→ **Supplied data**

-- BEGIN --

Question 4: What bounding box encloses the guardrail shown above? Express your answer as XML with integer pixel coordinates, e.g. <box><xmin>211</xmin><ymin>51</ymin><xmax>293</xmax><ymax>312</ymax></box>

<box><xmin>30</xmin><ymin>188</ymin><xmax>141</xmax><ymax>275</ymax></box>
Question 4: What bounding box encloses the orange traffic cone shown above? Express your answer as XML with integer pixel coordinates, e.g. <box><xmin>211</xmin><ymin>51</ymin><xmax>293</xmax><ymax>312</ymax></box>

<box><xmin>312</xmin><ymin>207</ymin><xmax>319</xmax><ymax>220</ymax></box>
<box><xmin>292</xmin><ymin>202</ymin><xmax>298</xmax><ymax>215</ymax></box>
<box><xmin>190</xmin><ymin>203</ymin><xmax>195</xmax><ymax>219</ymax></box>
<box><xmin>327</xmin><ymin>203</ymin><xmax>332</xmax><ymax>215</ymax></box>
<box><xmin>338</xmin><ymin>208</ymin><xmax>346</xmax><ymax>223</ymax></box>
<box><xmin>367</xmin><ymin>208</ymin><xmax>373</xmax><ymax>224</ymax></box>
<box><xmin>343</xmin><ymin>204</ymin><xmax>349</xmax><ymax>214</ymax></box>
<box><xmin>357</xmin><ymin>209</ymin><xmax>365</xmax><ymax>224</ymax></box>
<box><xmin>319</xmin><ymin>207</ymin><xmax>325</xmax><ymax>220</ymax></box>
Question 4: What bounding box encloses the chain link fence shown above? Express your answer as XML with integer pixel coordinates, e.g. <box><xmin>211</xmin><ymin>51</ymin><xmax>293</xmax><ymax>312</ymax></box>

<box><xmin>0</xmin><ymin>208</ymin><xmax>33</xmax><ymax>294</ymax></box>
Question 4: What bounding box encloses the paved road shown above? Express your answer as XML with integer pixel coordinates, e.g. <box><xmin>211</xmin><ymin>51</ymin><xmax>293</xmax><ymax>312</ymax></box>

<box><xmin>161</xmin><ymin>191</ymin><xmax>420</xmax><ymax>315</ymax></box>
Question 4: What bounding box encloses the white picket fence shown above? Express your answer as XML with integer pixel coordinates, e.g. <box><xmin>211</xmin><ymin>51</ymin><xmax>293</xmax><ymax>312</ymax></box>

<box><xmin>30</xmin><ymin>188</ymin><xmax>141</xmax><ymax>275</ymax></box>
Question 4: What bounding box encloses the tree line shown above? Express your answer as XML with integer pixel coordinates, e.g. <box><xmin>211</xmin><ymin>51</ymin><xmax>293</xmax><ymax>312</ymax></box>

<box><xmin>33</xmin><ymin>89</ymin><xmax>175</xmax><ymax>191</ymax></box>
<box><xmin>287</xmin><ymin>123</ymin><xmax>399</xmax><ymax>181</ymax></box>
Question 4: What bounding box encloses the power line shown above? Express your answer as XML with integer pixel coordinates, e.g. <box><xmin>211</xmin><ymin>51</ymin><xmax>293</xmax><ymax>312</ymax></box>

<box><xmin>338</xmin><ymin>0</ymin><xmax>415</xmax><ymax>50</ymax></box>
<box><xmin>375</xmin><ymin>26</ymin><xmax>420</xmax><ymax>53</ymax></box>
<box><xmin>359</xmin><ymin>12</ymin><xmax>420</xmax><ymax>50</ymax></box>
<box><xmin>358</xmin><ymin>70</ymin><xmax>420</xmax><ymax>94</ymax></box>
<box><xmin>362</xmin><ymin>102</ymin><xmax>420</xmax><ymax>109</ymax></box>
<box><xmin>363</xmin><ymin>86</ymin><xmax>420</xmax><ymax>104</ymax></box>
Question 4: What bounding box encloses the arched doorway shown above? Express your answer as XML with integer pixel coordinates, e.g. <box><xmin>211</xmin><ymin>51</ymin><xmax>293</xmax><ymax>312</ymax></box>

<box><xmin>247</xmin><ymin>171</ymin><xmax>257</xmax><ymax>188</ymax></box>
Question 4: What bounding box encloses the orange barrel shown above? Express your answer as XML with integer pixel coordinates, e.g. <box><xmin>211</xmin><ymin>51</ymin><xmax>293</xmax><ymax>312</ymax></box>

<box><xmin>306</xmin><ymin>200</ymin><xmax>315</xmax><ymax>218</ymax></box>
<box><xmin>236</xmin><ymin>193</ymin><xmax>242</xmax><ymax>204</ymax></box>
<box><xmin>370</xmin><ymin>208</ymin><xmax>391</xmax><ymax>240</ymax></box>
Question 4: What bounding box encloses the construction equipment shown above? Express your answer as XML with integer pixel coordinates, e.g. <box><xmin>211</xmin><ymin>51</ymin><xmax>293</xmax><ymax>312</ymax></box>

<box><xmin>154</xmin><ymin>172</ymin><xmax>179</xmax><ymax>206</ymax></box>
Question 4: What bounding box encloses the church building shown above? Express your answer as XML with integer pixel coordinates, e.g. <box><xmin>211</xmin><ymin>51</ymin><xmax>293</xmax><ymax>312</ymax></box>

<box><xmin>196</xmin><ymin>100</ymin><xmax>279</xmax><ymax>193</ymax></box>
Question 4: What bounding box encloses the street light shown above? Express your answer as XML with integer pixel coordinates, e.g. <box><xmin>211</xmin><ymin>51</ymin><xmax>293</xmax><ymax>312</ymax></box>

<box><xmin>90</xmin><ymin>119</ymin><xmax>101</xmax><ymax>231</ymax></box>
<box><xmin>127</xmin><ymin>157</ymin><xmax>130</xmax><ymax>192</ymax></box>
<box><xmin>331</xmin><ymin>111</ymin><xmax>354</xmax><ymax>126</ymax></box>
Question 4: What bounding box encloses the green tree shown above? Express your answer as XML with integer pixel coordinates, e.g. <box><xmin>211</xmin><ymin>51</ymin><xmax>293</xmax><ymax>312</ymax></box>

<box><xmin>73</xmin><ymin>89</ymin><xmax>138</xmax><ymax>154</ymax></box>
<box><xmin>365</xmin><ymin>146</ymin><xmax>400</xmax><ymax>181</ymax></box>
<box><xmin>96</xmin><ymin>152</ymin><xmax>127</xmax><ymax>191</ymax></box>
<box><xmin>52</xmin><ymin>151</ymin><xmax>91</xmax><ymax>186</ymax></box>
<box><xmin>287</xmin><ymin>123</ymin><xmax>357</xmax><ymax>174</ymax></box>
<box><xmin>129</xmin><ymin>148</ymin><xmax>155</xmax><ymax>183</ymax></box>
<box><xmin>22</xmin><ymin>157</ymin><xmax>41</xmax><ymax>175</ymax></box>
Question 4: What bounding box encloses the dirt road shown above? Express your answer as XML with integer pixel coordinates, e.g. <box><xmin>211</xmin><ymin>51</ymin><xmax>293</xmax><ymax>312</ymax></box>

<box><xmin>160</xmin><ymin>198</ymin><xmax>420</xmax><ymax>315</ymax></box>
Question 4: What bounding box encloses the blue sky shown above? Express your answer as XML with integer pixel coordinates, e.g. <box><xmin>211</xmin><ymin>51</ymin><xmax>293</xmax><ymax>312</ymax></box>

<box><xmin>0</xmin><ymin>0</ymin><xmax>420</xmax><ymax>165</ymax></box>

-- END --

Copy out every line of the records above word for word, in their original order.

Question 4: What bounding box encloses the guardrail shown above? Express your answer as XML with integer pixel coordinates, e.g. <box><xmin>211</xmin><ymin>51</ymin><xmax>293</xmax><ymax>312</ymax></box>

<box><xmin>30</xmin><ymin>188</ymin><xmax>141</xmax><ymax>275</ymax></box>
Question 4: What bounding box encloses the orange traffic cone shown above? Express your answer as XML with integer pixel coordinates, e.g. <box><xmin>211</xmin><ymin>51</ymin><xmax>293</xmax><ymax>312</ymax></box>

<box><xmin>312</xmin><ymin>207</ymin><xmax>319</xmax><ymax>220</ymax></box>
<box><xmin>292</xmin><ymin>202</ymin><xmax>298</xmax><ymax>215</ymax></box>
<box><xmin>190</xmin><ymin>203</ymin><xmax>195</xmax><ymax>219</ymax></box>
<box><xmin>327</xmin><ymin>203</ymin><xmax>332</xmax><ymax>215</ymax></box>
<box><xmin>338</xmin><ymin>208</ymin><xmax>346</xmax><ymax>223</ymax></box>
<box><xmin>367</xmin><ymin>208</ymin><xmax>373</xmax><ymax>224</ymax></box>
<box><xmin>343</xmin><ymin>204</ymin><xmax>349</xmax><ymax>214</ymax></box>
<box><xmin>357</xmin><ymin>209</ymin><xmax>365</xmax><ymax>224</ymax></box>
<box><xmin>319</xmin><ymin>207</ymin><xmax>325</xmax><ymax>220</ymax></box>
Question 4: What bounding box encloses the chain link fence shown above? Express your answer as XML with integer pixel coordinates, e.g. <box><xmin>211</xmin><ymin>51</ymin><xmax>293</xmax><ymax>312</ymax></box>

<box><xmin>0</xmin><ymin>208</ymin><xmax>33</xmax><ymax>294</ymax></box>
Question 4: What bounding box encloses the paved road shown above? Express your answer as XML with integer pixel coordinates, e.g. <box><xmin>211</xmin><ymin>51</ymin><xmax>293</xmax><ymax>312</ymax></box>

<box><xmin>161</xmin><ymin>191</ymin><xmax>420</xmax><ymax>315</ymax></box>
Question 4: What bounding box encloses the white picket fence shown above? Express your answer as XML with integer pixel coordinates, e.g. <box><xmin>211</xmin><ymin>51</ymin><xmax>293</xmax><ymax>312</ymax></box>

<box><xmin>30</xmin><ymin>188</ymin><xmax>141</xmax><ymax>275</ymax></box>
Question 4: What bounding box encloses the tree line shown above? Express your answer as XML with integer pixel coordinates, e.g. <box><xmin>211</xmin><ymin>51</ymin><xmax>293</xmax><ymax>312</ymax></box>

<box><xmin>33</xmin><ymin>89</ymin><xmax>175</xmax><ymax>191</ymax></box>
<box><xmin>287</xmin><ymin>123</ymin><xmax>399</xmax><ymax>181</ymax></box>
Question 4: What bounding box encloses the power line shown above? Express your answer as XML with integer pixel coordinates, e.g. <box><xmin>211</xmin><ymin>51</ymin><xmax>293</xmax><ymax>312</ymax></box>

<box><xmin>338</xmin><ymin>0</ymin><xmax>415</xmax><ymax>50</ymax></box>
<box><xmin>375</xmin><ymin>26</ymin><xmax>420</xmax><ymax>53</ymax></box>
<box><xmin>359</xmin><ymin>12</ymin><xmax>420</xmax><ymax>50</ymax></box>
<box><xmin>358</xmin><ymin>70</ymin><xmax>420</xmax><ymax>94</ymax></box>
<box><xmin>362</xmin><ymin>102</ymin><xmax>420</xmax><ymax>109</ymax></box>
<box><xmin>363</xmin><ymin>86</ymin><xmax>420</xmax><ymax>104</ymax></box>
Question 4: What bounding box encloses the arched doorway shown above? Express your answer as XML with integer pixel coordinates, e.g. <box><xmin>211</xmin><ymin>51</ymin><xmax>293</xmax><ymax>312</ymax></box>

<box><xmin>247</xmin><ymin>171</ymin><xmax>257</xmax><ymax>188</ymax></box>
Question 4: What bounding box encloses the orange barrel shown above? Express your answer as XML with integer pixel coordinates, e.g. <box><xmin>211</xmin><ymin>51</ymin><xmax>293</xmax><ymax>312</ymax></box>

<box><xmin>306</xmin><ymin>200</ymin><xmax>315</xmax><ymax>218</ymax></box>
<box><xmin>236</xmin><ymin>193</ymin><xmax>242</xmax><ymax>204</ymax></box>
<box><xmin>370</xmin><ymin>208</ymin><xmax>391</xmax><ymax>240</ymax></box>
Question 4: What bounding box encloses the construction equipment shown above? Express your answer as XML with integer pixel coordinates, e.g. <box><xmin>211</xmin><ymin>51</ymin><xmax>293</xmax><ymax>312</ymax></box>

<box><xmin>154</xmin><ymin>172</ymin><xmax>179</xmax><ymax>206</ymax></box>
Question 4: What bounding box encloses the church building shown above? Express your answer as XML with integer pixel coordinates, e.g. <box><xmin>211</xmin><ymin>51</ymin><xmax>293</xmax><ymax>312</ymax></box>

<box><xmin>196</xmin><ymin>100</ymin><xmax>279</xmax><ymax>193</ymax></box>
Question 4: What bounding box encloses the street light shown above? Express your answer as XML with integer pixel coordinates, e.g. <box><xmin>211</xmin><ymin>51</ymin><xmax>293</xmax><ymax>312</ymax></box>

<box><xmin>90</xmin><ymin>119</ymin><xmax>101</xmax><ymax>231</ymax></box>
<box><xmin>127</xmin><ymin>157</ymin><xmax>130</xmax><ymax>192</ymax></box>
<box><xmin>331</xmin><ymin>111</ymin><xmax>354</xmax><ymax>126</ymax></box>
Question 4: What bounding box encloses the green tree shown above? Express your answer as XML with integer pixel coordinates, e.g. <box><xmin>211</xmin><ymin>51</ymin><xmax>293</xmax><ymax>312</ymax></box>

<box><xmin>73</xmin><ymin>89</ymin><xmax>138</xmax><ymax>154</ymax></box>
<box><xmin>365</xmin><ymin>146</ymin><xmax>400</xmax><ymax>181</ymax></box>
<box><xmin>96</xmin><ymin>152</ymin><xmax>127</xmax><ymax>191</ymax></box>
<box><xmin>52</xmin><ymin>151</ymin><xmax>91</xmax><ymax>186</ymax></box>
<box><xmin>287</xmin><ymin>123</ymin><xmax>357</xmax><ymax>174</ymax></box>
<box><xmin>129</xmin><ymin>148</ymin><xmax>155</xmax><ymax>183</ymax></box>
<box><xmin>22</xmin><ymin>157</ymin><xmax>41</xmax><ymax>175</ymax></box>
Question 4: What bounding box encloses the dirt road shown above? Express your answer as XML with integer pixel coordinates, e.g. <box><xmin>211</xmin><ymin>51</ymin><xmax>293</xmax><ymax>312</ymax></box>

<box><xmin>160</xmin><ymin>198</ymin><xmax>420</xmax><ymax>315</ymax></box>
Question 4: What bounding box encloses the blue sky shown above? Express your answer as XML with integer pixel coordinates, e.g. <box><xmin>211</xmin><ymin>51</ymin><xmax>293</xmax><ymax>312</ymax></box>

<box><xmin>0</xmin><ymin>0</ymin><xmax>420</xmax><ymax>165</ymax></box>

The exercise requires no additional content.